任务说明 =
请把从包含“point_to finds the dark”的那一行到包含“pixel 112 270”的那一行（首尾两行都算在内）转成 Markdown 表格，列名为“序号”和“内容”，每行占一格，空行和图片都不要放进去。

数据摘录 =
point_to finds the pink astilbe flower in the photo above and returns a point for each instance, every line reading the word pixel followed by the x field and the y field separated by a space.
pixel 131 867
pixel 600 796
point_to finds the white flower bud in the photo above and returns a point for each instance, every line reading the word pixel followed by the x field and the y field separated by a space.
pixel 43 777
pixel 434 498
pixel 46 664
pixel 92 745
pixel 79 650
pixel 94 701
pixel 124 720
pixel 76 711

* * *

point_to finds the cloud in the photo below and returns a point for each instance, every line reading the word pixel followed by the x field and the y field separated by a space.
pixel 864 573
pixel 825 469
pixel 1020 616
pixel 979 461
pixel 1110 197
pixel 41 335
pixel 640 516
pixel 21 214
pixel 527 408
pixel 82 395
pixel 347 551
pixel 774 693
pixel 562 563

--

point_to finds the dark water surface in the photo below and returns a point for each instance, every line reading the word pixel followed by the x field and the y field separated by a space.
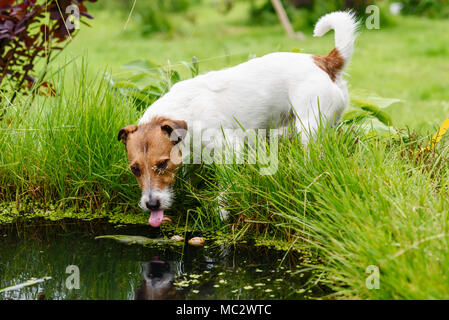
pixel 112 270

任务结果 =
| 序号 | 内容 |
|---|---|
| 1 | point_to finds the dark water surface in the photo below and returns a point for each instance, every line reading the word pixel followed by the x field and the y field separated by a space. |
| 2 | pixel 112 270 |